INFORMATION SUPPLIED
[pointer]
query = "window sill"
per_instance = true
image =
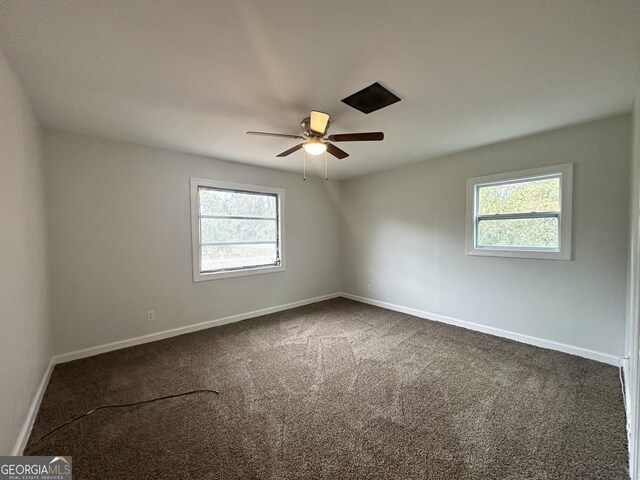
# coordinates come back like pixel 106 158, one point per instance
pixel 204 277
pixel 537 254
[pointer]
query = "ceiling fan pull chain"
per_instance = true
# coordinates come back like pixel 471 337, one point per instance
pixel 326 166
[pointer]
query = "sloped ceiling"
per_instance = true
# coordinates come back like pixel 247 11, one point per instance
pixel 193 76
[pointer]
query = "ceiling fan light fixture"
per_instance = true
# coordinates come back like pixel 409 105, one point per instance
pixel 315 148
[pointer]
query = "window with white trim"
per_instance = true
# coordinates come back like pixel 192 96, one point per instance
pixel 521 214
pixel 237 229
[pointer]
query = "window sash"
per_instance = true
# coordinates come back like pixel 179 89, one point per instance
pixel 201 244
pixel 561 216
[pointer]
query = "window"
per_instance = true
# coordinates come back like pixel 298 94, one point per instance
pixel 236 229
pixel 523 214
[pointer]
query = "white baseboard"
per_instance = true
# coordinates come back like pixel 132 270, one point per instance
pixel 25 431
pixel 152 337
pixel 518 337
pixel 107 347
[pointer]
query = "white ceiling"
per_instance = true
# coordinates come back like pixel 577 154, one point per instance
pixel 193 75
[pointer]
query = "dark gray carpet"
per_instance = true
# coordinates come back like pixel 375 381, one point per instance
pixel 338 390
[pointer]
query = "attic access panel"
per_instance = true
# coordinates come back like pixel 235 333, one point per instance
pixel 372 98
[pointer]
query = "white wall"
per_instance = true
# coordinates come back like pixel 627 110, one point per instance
pixel 25 347
pixel 120 235
pixel 404 232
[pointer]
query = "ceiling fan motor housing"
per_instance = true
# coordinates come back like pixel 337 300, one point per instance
pixel 306 128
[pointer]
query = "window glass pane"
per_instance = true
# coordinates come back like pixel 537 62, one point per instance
pixel 236 204
pixel 521 197
pixel 521 232
pixel 213 230
pixel 237 256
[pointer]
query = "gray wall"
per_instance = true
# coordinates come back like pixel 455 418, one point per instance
pixel 404 233
pixel 120 236
pixel 25 348
pixel 633 299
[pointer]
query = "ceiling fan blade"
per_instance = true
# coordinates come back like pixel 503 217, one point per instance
pixel 284 135
pixel 319 122
pixel 335 151
pixel 290 151
pixel 357 137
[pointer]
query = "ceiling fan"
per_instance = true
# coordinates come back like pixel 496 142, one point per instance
pixel 315 140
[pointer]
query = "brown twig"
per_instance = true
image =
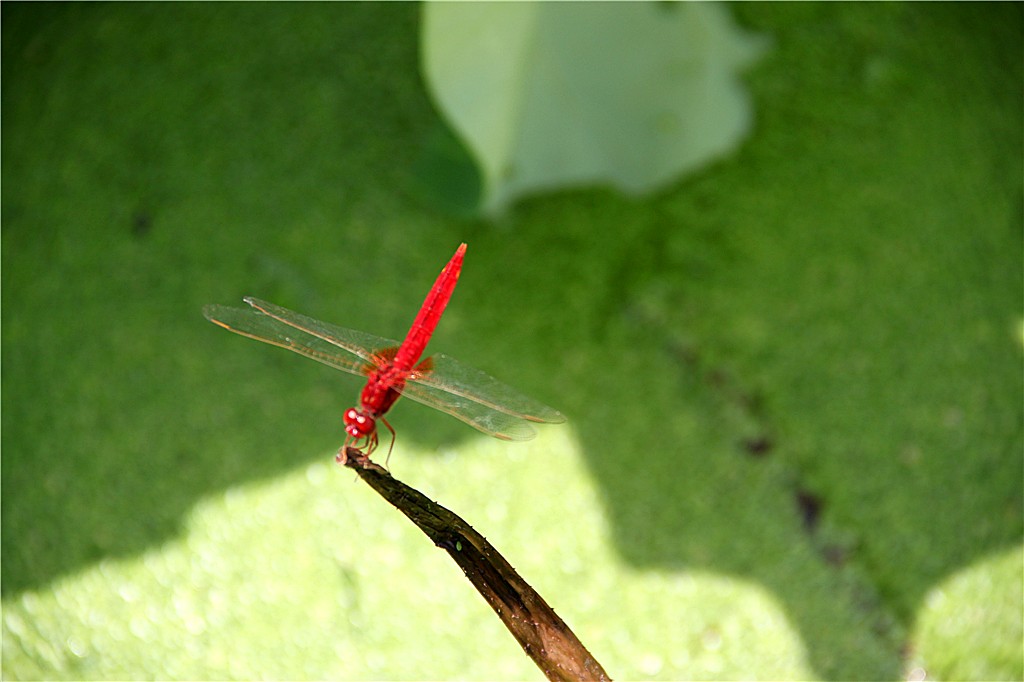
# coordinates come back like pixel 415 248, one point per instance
pixel 543 635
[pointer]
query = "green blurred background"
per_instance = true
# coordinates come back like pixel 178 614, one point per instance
pixel 794 379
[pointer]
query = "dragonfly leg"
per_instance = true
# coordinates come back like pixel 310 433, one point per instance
pixel 391 446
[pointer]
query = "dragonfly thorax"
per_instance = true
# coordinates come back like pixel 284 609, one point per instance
pixel 358 424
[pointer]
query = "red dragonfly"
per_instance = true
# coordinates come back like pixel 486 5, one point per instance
pixel 392 369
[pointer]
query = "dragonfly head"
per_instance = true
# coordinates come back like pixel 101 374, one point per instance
pixel 358 424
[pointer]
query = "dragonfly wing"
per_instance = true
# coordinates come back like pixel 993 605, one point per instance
pixel 358 343
pixel 493 422
pixel 460 385
pixel 322 342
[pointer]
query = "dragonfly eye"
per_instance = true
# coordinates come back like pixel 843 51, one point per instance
pixel 357 424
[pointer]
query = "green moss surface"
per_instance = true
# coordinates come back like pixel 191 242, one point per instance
pixel 794 379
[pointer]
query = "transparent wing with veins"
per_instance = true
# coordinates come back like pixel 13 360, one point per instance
pixel 439 382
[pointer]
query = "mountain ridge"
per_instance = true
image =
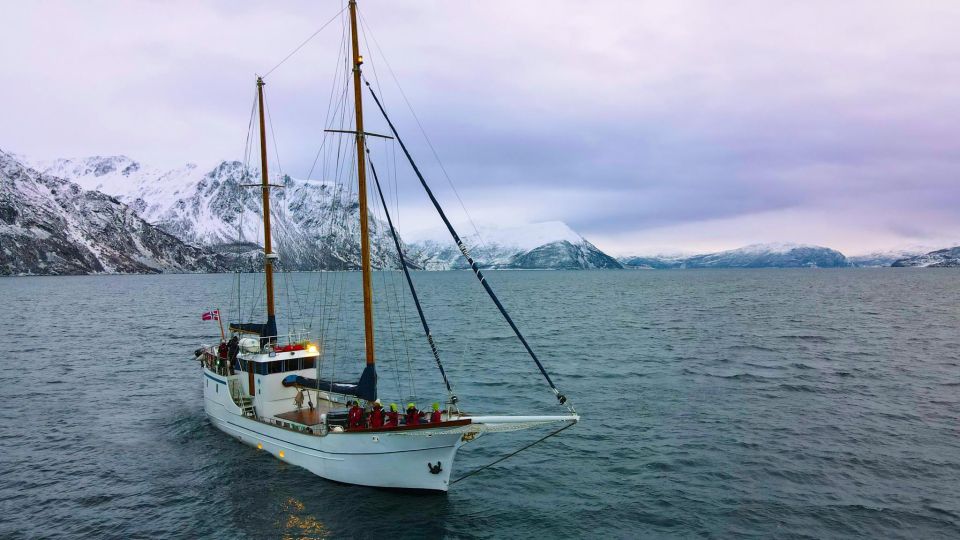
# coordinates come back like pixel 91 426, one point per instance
pixel 49 225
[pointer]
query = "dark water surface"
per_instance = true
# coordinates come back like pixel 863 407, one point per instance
pixel 768 403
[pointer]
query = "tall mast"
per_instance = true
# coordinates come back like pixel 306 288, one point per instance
pixel 268 255
pixel 362 178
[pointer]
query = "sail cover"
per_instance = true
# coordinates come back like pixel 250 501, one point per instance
pixel 366 388
pixel 267 329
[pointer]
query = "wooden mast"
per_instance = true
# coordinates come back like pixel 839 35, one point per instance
pixel 362 179
pixel 268 255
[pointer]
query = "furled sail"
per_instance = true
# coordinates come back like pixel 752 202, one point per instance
pixel 366 388
pixel 267 329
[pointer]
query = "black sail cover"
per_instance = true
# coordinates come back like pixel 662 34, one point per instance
pixel 267 329
pixel 366 388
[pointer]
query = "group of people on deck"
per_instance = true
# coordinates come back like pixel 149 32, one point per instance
pixel 377 417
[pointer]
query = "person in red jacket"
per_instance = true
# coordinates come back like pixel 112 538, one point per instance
pixel 355 416
pixel 376 415
pixel 413 415
pixel 393 417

TASK TO COMPLETE
Output all the records, word for word, with no pictures in the copy.

EXERCISE RESULT
[pointer]
query = "window sill"
per_instance = true
image =
# coordinates come back like pixel 106 158, one point per instance
pixel 204 277
pixel 537 254
[pointer]
query = "ceiling fan pull chain"
per_instance = true
# coordinates come back like pixel 471 337, one point per instance
pixel 326 166
[pointer]
query = "sloped ceiling"
per_instance = true
# coordinates come back like pixel 247 11, one point per instance
pixel 193 76
[pointer]
query = "ceiling fan light fixture"
per_instance = true
# coordinates come back like pixel 409 105, one point per instance
pixel 315 148
[pointer]
query = "window with white trim"
per_instance = true
# coordinates come back like pixel 192 96, one point per instance
pixel 521 214
pixel 237 229
[pointer]
query = "window sash"
per_instance = true
# coordinates come back like pixel 179 89, one point per instance
pixel 201 244
pixel 561 216
[pointer]
query = "window"
per_instance = true
# coordinates come back like pixel 298 94, one point per instance
pixel 236 229
pixel 523 214
[pointer]
query = "white baseboard"
per_instance = true
# coordinates come back like pixel 132 270, one point per instance
pixel 25 431
pixel 152 337
pixel 518 337
pixel 107 347
[pointer]
query = "white ceiling"
per_instance = true
# coordinates come back like pixel 577 154, one point per instance
pixel 193 75
[pointer]
query = "dark gray carpet"
per_instance = true
# coordinates come back like pixel 375 381, one point per instance
pixel 338 390
[pointer]
query = "attic access panel"
per_instance = true
# coordinates come back like pixel 235 333, one point per instance
pixel 372 98
[pointer]
query = "white wall"
per_instance = true
# coordinates come back like pixel 627 110, one point per instance
pixel 25 347
pixel 120 235
pixel 404 232
[pointer]
query = "ceiling fan motor housing"
per_instance = true
# coordinates come back like pixel 337 300, one point per instance
pixel 306 128
[pointer]
query = "window glass pane"
per_instance = true
# coordinates come back like pixel 537 62, one point per instance
pixel 236 204
pixel 521 197
pixel 521 232
pixel 213 230
pixel 237 256
[pointer]
query = "gray wall"
per_instance = true
# coordinates come back like pixel 455 418, one point per instance
pixel 404 233
pixel 120 236
pixel 25 348
pixel 633 299
[pointer]
query = "ceiling fan blade"
per_instance = true
# coordinates come back like pixel 503 217, one point per instance
pixel 284 135
pixel 319 122
pixel 335 151
pixel 290 151
pixel 357 137
[pointer]
query = "ceiling fan"
per_instance = true
# coordinates come back like pixel 496 142, one point per instance
pixel 315 140
[pointer]
query = "brown twig"
per_instance = true
image =
# coordinates come back like pixel 415 248, one point per instance
pixel 543 635
[pointer]
query = "green blurred background"
per_instance = true
# coordinates come back like pixel 178 614, one point per instance
pixel 794 379
[pointer]
query = "dragonfly leg"
per_instance = true
# coordinates come back like pixel 310 433, one point per instance
pixel 391 446
[pointer]
query = "dragonfly thorax"
per_instance = true
# coordinates come back like pixel 284 609, one point per instance
pixel 358 424
[pointer]
query = "red dragonfly"
per_instance = true
# coordinates come back like pixel 486 5, one point per instance
pixel 392 369
[pointer]
query = "dragonfly head"
per_instance = true
# coordinates come back like pixel 101 374, one point per instance
pixel 358 424
[pointer]
query = "dragonfly wing"
per_instance = true
# coordinates come back like pixel 993 605, one point per instance
pixel 358 343
pixel 493 422
pixel 460 385
pixel 322 342
[pointer]
query = "dragonfly eye"
per_instance = true
# coordinates come back like pixel 843 51, one point per instance
pixel 357 424
[pointer]
query = "green moss surface"
per_instance = true
# coordinates come back like pixel 191 242, one point per instance
pixel 794 379
[pointer]
query = "transparent wing with veins"
per_instance = true
# coordinates come back like pixel 13 360, one point per instance
pixel 439 382
[pointer]
query = "mountain ridge"
per_instance = true
image =
# coordinates come back like pixel 91 426, one point per instance
pixel 49 225
[pointer]
query = "dark water surface"
per_instance = true
# coordinates come back like pixel 863 407, one point per instance
pixel 768 403
[pointer]
query = "tall mast"
per_instance = true
# coordinates come back like pixel 306 288, one point per instance
pixel 268 255
pixel 362 178
[pointer]
query = "sail cover"
per_instance = true
# coordinates come back like pixel 250 501, one point per instance
pixel 366 388
pixel 267 329
[pointer]
query = "wooden mast"
per_instance = true
# coordinates come back like pixel 839 35, one point per instance
pixel 362 179
pixel 268 255
[pointer]
query = "furled sail"
per_instance = true
# coordinates come back like pixel 752 202, one point per instance
pixel 366 388
pixel 267 329
[pointer]
query = "black sail cover"
per_instance = true
# coordinates come back like pixel 662 34, one point per instance
pixel 267 329
pixel 366 388
[pointer]
query = "group of people on deck"
per_instance = true
# coordinates come back like pixel 149 32, one point per instance
pixel 377 417
[pointer]
query = "person in red jacket"
per_instance = true
# coordinates come back like pixel 112 538, one point per instance
pixel 355 416
pixel 376 415
pixel 413 415
pixel 393 417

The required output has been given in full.